• [Requirement]:
In your copy, include every line of the listing below exactly but none of the pictures.

• [Records for the exercise]:

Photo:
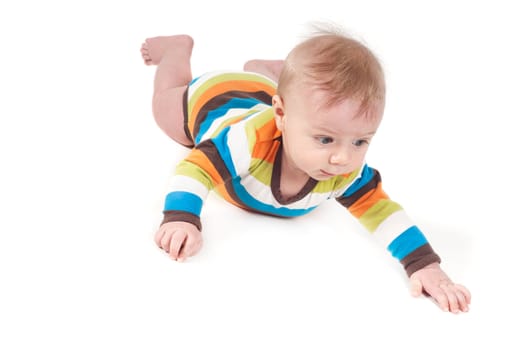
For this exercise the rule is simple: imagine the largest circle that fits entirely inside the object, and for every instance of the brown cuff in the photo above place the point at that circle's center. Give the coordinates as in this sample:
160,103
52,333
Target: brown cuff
420,258
177,215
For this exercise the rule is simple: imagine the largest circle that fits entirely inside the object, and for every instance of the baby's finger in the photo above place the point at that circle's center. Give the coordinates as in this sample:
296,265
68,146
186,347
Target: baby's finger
451,296
465,291
416,287
176,243
462,302
159,236
191,246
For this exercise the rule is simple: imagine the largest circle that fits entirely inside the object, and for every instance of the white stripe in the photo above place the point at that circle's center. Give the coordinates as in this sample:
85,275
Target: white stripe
188,184
264,194
392,227
239,148
233,112
341,191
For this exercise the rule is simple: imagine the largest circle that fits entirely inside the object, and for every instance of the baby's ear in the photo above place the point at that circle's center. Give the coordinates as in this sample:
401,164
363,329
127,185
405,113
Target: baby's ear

• [Result of this exercise]:
Photo:
For this exercise the rule is simple: imagine the largest circle that fits entirely inside the object, and for every instance of the brown cuff in the photo above place the point at that circle's center. Give the coordinates as in this sample:
160,103
52,333
Target: brown cuff
420,258
177,215
For this exercise the rule is simple: imagine the largest circle that fits entirely inside the object, and for every instance of the baby's finger in the photo above place the point at that circle's center. Give the coordinates as in this sample:
296,265
68,146
186,347
Target: baby's finger
451,296
465,291
416,287
176,243
462,302
159,236
191,246
For this exercise the rule is simple: imagine the largest circle that fits entirely inside the object, and for every instance of the white stripe in the photo above place the point at that circle's center. Give the coordinates as in this sample:
85,275
Target: white stripe
188,184
264,194
392,227
239,148
233,112
341,191
For this exercise the rule is simple: imagine the largest circle that fits entirely inside the object, and for every instance of the baby's ear in the photo above place the point at that circle's center. Give the coordinates as in this sample:
401,164
363,329
127,185
405,113
Target: baby's ear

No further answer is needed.